EXERCISE — Repeat each line of the data below exactly, but skip the pictures.

EXERCISE DATA —
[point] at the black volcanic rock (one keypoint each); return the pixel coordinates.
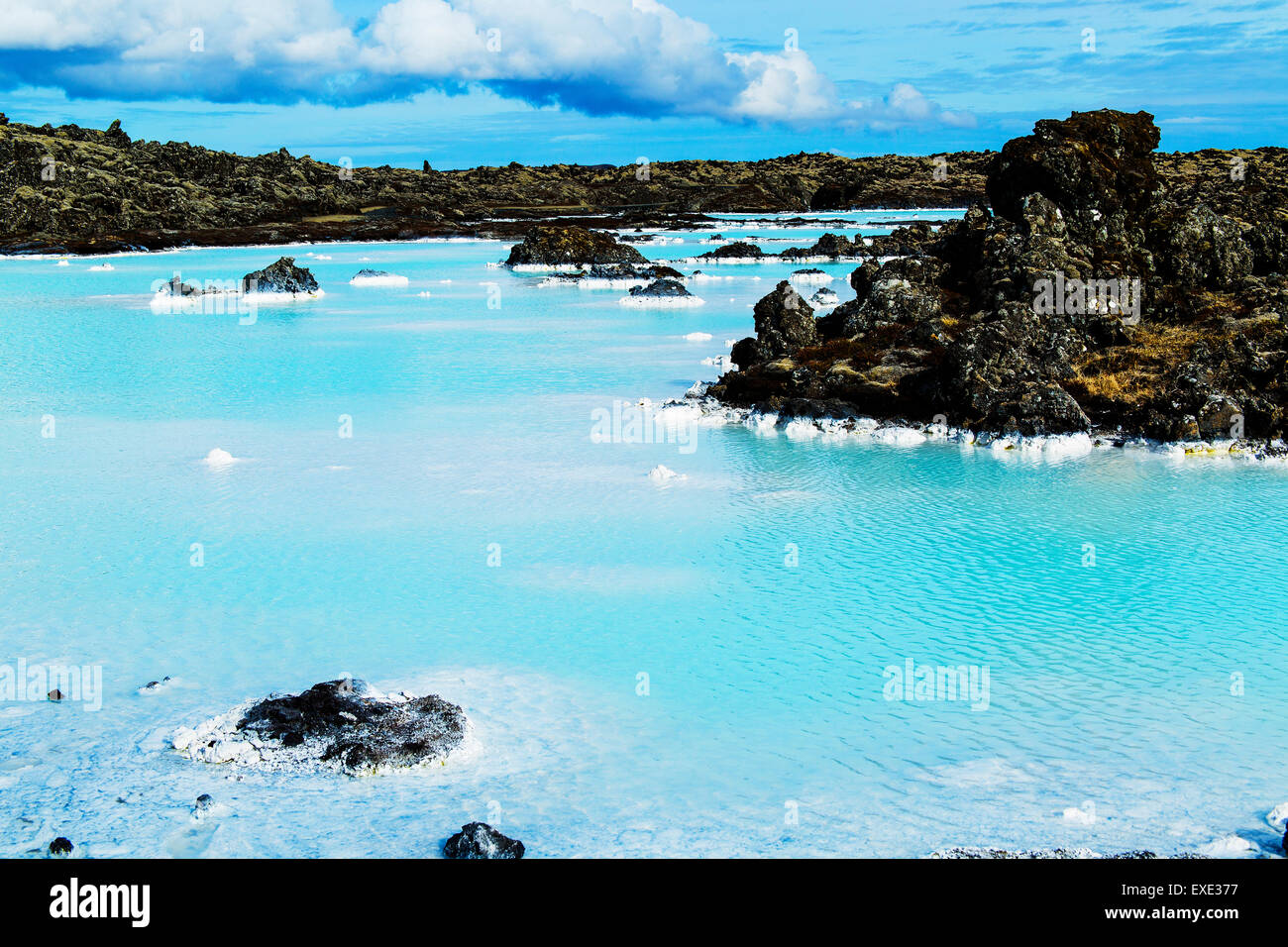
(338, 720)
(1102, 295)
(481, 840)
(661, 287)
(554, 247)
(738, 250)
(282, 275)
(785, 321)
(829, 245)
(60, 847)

REPLY —
[point] at the black volcanic rock (one keypoint each); return the pixel coordinates.
(338, 720)
(1102, 295)
(481, 840)
(661, 287)
(554, 247)
(738, 250)
(282, 275)
(785, 321)
(829, 245)
(60, 847)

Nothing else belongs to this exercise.